---------- Página ----------
2.9. Viendo la cuaresma

  • José Carlos Mariátegui

 

         1La quieta, la mística, la silente primera etapa de la cuaresma ha tocado a su término. Ha pasado calladamente, entre suaves efluvios del incienso cristiano, misteriosos rumores de confesionario, desfiles callejeros de mujeres bonitas que ponían en la solemne austeridad de las tardes cuaresmales la nota de poesía y color de sus encantos, y rotundos, cálidos, vibrantes gestos del predicador que ha querido despertar en las conciencias el anhelo del arrepentimiento.
         Fue anteayer el último de los tradicionales sermones de cuaresma. Sermones que son como un conjuro de la iglesia católica que invita a las gentes al recogimiento y a la penitencia, que las mueve a esperar fervorosas los días de la semana de Dios y que dice a todos los corazones una dulce epifanía de amor y contrición. Y anteayer, el cronista, ha visto pasar la ronda procesional de las buenas y bellas devotas, que vuelven de escuchar la palabra llena de unción del misionero.
         Porque el misticismo de las limeñas, el misticismo que tuvo su más hermoso trasunto en esa flor de santidad y penitencia que fue Santa Rosa, alcanza en estos días un risueño, un inefable, un sacro florecimiento. Ellas, se sienten espoleadas por la fe que arrullara sus años primeros, por el divino amor del cual son un dulce glosario epistolar las páginas perfumadas del perfumado libro de misa —ese libro pequeño de dorado canto que a mí se me antoja algo así como un símbolo de alma de mujer—, se recogen en la contemplación de los santos pasajes de la vida de Jesús y acuden fervorosas a avivar sus sentimientos de religiosidad, escuchando las paradójicas y vibrantes invocaciones del predicador.
         Y es, tal vez, este de su espíritu cristiano, uno de los aspectos más simpáticos de la mujer limeña, el que nos dice todas las delicadezas y todas las sensibilidades en ella latentes, el que alimenta su caridad, su compasión piadosa para el dolor, para la angustia, la lacería ajena. La mansa y humilde doctrina del manso y humilde galileo, todo amor y toda misericordia, llega a su alma irresistiblemente y descubre el caudal de ternura que encierra y despierta el reverente respeto a la tradición, que en ella se cultiva.
----------
> [Tarea] Resume en dos oraciones, por favor, el texto sobre la cuaresma.
---------- Extractos de datos ----------
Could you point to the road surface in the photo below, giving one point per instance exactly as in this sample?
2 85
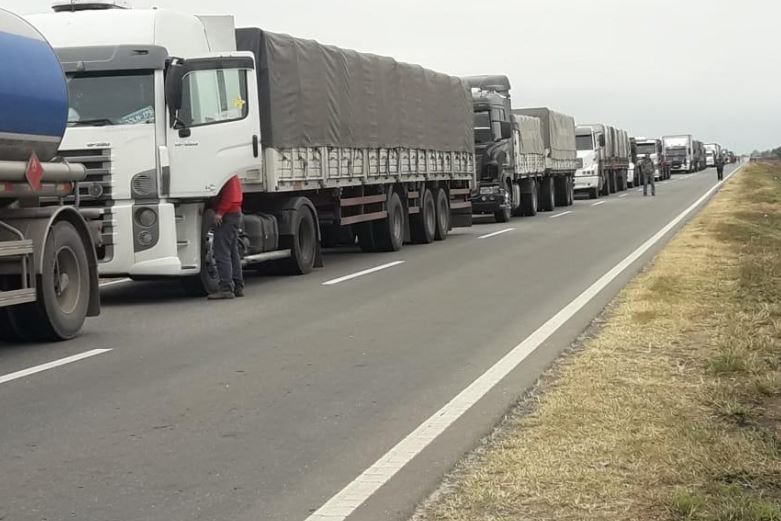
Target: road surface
265 408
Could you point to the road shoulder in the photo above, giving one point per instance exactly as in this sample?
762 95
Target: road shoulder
671 410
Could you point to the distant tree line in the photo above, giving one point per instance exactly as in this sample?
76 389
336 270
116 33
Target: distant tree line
774 153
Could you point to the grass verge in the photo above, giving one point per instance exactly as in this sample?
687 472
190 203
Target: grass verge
673 410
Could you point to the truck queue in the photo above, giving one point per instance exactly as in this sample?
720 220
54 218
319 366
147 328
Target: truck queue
331 146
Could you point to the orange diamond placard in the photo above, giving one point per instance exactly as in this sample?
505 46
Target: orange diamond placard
34 172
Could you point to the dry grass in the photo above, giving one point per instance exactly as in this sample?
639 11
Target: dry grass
673 410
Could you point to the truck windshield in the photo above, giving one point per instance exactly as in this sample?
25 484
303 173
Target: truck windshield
585 142
98 99
483 130
646 148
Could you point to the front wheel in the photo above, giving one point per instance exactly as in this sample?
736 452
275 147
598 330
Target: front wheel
63 290
302 244
207 281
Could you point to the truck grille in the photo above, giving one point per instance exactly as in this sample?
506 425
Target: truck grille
95 190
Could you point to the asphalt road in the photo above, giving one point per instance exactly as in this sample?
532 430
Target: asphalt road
264 408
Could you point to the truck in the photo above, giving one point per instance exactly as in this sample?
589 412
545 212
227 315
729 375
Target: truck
48 264
655 150
699 155
680 152
520 166
712 153
605 153
166 107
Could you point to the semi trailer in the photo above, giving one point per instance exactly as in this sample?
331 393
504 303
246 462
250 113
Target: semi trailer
48 264
166 107
605 152
524 158
713 153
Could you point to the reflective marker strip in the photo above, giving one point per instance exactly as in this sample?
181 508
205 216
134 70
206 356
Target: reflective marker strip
51 365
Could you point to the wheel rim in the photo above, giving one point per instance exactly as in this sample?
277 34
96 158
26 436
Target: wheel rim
67 279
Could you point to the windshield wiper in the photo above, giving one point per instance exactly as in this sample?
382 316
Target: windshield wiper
98 122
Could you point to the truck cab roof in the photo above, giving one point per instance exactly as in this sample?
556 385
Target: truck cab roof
180 34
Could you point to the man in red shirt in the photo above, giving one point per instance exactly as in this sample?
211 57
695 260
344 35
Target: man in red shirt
227 222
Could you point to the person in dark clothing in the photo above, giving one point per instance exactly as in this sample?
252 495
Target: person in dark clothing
227 223
646 169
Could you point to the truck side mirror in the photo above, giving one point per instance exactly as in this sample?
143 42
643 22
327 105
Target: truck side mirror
506 129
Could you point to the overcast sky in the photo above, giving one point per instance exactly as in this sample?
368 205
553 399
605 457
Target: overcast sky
707 67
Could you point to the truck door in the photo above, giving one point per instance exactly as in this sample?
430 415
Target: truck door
214 128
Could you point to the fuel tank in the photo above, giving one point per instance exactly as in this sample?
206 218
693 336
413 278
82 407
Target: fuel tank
33 92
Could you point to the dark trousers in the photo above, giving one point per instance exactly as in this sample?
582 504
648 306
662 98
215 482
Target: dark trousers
226 252
649 179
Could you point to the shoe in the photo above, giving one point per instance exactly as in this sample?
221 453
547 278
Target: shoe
221 295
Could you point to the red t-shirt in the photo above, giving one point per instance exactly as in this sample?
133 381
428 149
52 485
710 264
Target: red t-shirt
230 198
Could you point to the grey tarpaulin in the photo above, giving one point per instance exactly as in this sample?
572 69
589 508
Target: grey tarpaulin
530 129
320 95
558 131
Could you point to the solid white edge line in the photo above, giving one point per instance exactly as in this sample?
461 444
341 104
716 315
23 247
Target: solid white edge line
494 234
51 365
114 283
345 502
362 273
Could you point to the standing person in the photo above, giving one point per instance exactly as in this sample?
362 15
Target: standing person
646 168
227 222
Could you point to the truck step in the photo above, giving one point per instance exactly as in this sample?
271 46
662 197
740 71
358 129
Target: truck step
16 248
17 296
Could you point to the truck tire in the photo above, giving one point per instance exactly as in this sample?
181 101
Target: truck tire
63 290
517 200
443 214
366 237
302 244
389 232
547 195
423 225
529 201
208 280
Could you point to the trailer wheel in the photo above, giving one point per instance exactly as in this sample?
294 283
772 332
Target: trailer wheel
208 279
443 214
424 224
303 244
389 232
63 290
529 201
547 195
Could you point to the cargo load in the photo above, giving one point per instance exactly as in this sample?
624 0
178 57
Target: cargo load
319 95
558 132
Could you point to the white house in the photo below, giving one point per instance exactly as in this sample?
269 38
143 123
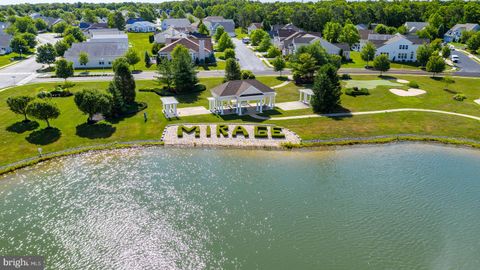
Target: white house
400 48
103 47
5 40
455 33
175 23
199 48
141 27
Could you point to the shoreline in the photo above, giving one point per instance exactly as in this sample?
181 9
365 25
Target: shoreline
309 144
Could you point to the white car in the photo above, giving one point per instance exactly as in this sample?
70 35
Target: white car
454 58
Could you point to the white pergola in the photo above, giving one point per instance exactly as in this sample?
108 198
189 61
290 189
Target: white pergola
305 95
236 95
169 106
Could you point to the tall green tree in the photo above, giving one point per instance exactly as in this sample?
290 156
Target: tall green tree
232 70
63 69
381 63
92 101
43 110
435 64
19 105
368 52
46 54
326 90
185 76
332 31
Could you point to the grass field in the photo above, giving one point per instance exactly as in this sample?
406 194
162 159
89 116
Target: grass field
20 141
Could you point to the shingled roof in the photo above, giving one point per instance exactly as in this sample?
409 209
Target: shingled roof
240 87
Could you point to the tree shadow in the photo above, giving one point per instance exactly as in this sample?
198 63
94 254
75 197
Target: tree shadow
23 126
95 131
44 136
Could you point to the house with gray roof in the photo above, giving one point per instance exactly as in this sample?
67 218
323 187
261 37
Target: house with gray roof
455 33
5 40
175 23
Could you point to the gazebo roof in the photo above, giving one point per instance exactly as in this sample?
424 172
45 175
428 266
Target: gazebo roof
242 88
168 100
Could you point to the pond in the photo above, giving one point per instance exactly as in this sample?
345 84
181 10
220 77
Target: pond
399 206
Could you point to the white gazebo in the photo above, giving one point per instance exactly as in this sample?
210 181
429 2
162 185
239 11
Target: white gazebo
169 106
306 96
235 96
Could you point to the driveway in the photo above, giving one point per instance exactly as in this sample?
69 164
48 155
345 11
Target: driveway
466 64
26 70
247 58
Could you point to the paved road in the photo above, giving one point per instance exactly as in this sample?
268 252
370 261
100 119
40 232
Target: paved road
247 58
466 64
24 71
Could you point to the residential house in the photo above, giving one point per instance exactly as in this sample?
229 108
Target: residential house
5 40
199 48
175 23
141 27
213 22
413 27
170 33
254 26
455 33
398 48
103 47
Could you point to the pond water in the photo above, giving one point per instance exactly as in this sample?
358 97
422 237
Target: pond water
399 206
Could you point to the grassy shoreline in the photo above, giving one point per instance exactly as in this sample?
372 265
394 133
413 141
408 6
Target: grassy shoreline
326 144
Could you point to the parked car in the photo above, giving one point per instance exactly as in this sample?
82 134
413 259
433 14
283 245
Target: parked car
455 58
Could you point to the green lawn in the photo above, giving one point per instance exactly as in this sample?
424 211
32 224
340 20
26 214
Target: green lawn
19 142
357 62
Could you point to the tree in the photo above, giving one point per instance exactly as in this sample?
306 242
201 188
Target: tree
264 44
116 20
423 54
332 31
46 54
232 70
19 105
304 68
60 28
349 34
19 45
326 90
93 102
63 69
229 53
123 80
381 63
368 52
132 57
148 60
165 72
218 33
83 58
435 64
43 110
61 47
199 12
185 76
279 64
225 42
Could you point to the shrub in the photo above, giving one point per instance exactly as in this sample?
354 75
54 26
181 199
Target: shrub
459 97
413 84
357 92
247 75
44 94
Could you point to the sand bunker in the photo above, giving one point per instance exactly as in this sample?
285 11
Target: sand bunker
411 92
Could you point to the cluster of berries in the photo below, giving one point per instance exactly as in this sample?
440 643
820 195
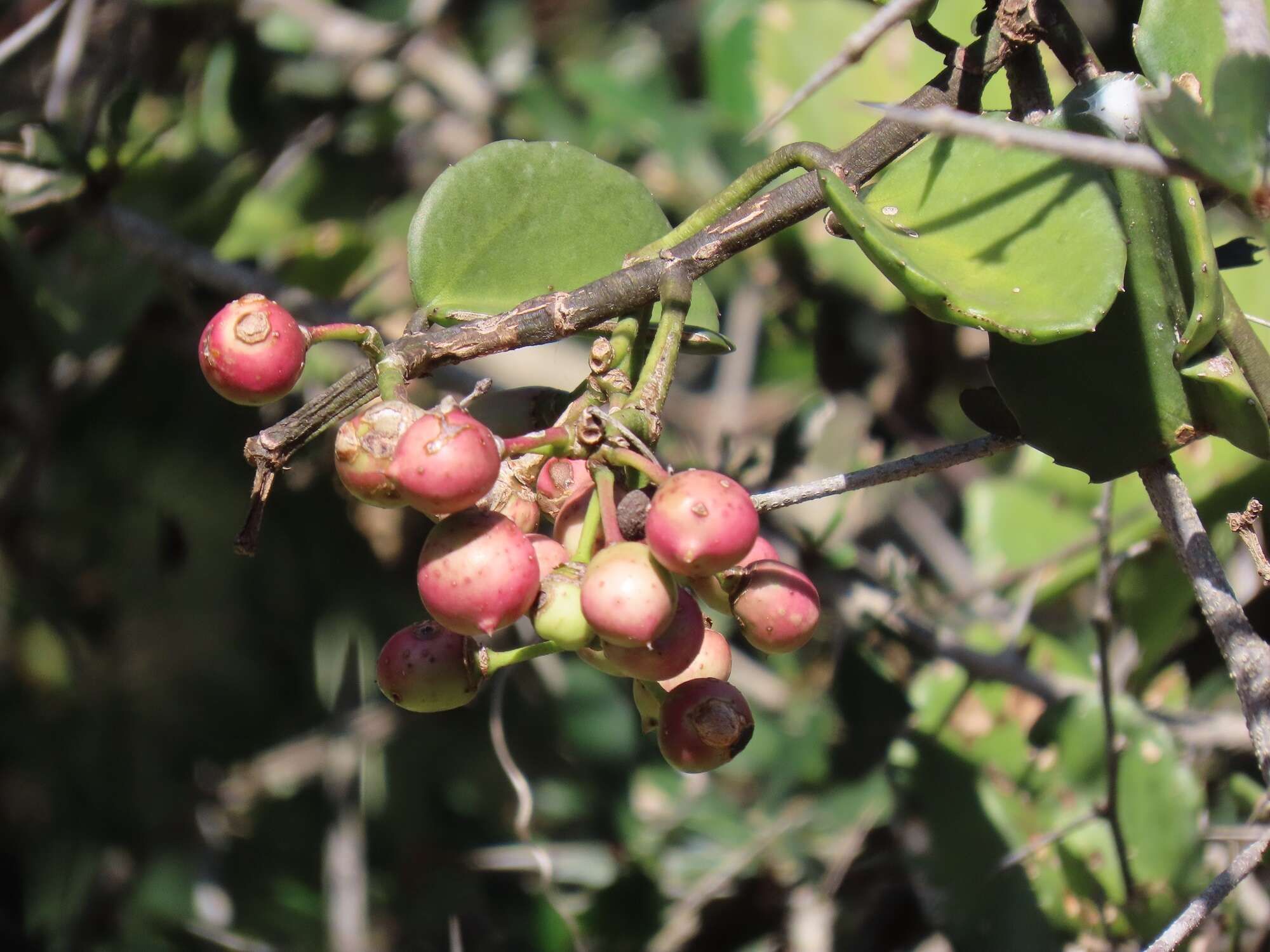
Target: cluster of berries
628 606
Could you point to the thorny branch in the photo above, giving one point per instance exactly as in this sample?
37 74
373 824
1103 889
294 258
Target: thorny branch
1079 147
1243 525
1247 656
891 472
859 44
562 314
1211 898
1106 628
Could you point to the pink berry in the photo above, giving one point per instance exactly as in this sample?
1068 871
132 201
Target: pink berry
627 596
704 724
478 573
426 667
669 654
708 587
700 524
445 463
549 553
364 451
713 661
252 352
777 605
559 480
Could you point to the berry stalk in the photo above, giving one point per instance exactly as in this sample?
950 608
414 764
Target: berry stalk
590 532
493 662
605 484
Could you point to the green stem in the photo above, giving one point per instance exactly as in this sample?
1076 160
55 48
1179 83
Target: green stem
1247 348
391 379
495 661
645 407
363 334
797 155
590 532
623 340
605 482
551 442
622 456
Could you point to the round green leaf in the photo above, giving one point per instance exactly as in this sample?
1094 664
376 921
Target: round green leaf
792 39
1180 36
990 238
516 220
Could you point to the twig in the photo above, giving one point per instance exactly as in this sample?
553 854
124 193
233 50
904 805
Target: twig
67 60
1067 40
1247 656
1211 898
1104 625
1244 833
227 940
852 53
681 920
562 314
1031 100
525 810
171 251
890 472
288 766
1245 23
866 602
17 41
1243 525
345 875
1079 147
1038 845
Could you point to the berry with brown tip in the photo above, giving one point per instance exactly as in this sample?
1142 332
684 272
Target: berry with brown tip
708 587
777 606
713 661
364 451
558 612
627 596
252 352
704 724
700 524
445 463
427 668
671 652
477 573
559 482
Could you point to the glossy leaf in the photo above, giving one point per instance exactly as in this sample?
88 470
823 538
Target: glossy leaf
1231 147
958 855
1225 403
990 238
1109 403
516 220
792 39
1180 36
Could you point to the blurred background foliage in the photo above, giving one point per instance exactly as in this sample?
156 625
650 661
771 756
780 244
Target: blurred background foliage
192 755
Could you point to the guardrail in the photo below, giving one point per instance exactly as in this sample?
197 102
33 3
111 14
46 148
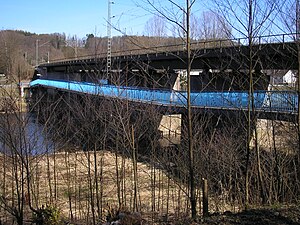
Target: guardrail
199 44
282 101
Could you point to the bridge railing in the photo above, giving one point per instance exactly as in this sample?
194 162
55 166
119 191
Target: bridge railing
179 47
281 101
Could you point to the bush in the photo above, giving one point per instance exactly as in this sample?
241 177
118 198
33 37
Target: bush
48 215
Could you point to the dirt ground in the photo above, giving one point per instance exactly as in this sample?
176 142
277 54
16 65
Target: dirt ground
288 215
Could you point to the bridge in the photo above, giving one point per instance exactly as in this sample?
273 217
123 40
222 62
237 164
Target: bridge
281 105
221 83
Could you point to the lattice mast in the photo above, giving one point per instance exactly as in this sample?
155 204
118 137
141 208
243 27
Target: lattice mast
108 60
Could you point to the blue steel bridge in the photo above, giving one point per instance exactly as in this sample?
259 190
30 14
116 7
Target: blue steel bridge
267 104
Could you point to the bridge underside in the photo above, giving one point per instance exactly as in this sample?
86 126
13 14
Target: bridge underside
214 69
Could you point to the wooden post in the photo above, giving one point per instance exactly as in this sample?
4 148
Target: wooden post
205 197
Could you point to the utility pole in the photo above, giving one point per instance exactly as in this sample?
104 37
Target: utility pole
37 52
108 59
298 80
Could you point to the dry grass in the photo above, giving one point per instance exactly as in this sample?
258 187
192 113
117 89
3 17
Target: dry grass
65 180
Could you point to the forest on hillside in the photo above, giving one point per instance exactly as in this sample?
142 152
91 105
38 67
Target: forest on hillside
20 51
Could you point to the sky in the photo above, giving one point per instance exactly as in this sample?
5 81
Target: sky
72 17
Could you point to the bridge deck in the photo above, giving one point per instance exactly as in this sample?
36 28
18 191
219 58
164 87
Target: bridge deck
285 102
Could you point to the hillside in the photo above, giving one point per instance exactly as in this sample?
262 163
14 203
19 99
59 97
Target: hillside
20 51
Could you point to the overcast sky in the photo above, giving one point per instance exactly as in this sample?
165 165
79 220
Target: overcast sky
73 17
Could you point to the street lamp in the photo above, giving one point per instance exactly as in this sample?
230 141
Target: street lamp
37 51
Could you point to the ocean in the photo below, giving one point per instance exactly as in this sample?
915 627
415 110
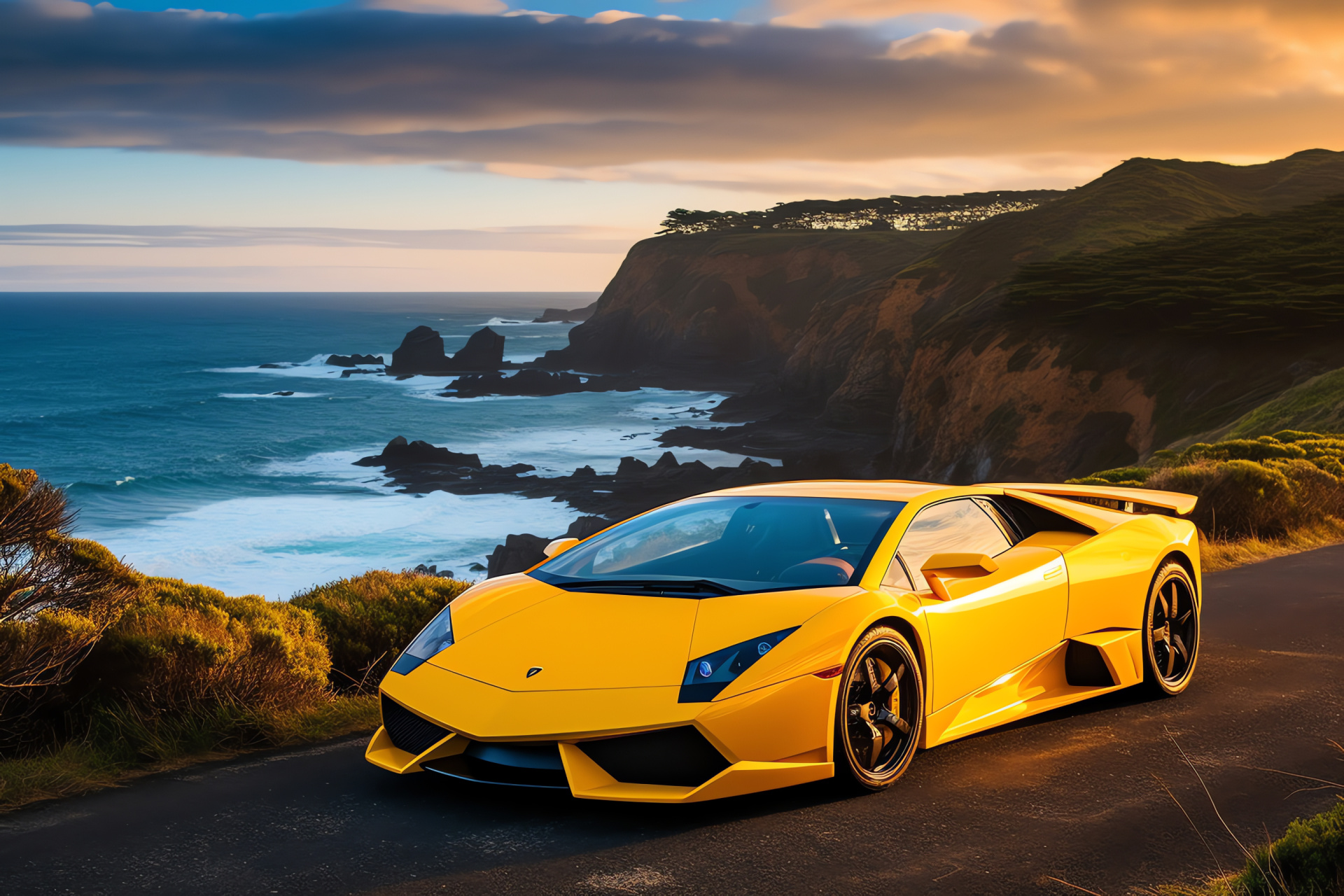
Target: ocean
----------
> [Solución del ejercicio] La primera etapa de la cuaresma, quieta y mística, ha terminado, y anteayer fue el último de los sermones tradicionales, tras el cual el cronista vio pasar a las devotas que volvían de escuchar al misionero. El texto afirma que el misticismo de las limeñas florece en estos días y que su espíritu cristiano, que alimenta su caridad y su compasión por el dolor ajeno, es tal vez uno de sus aspectos más simpáticos.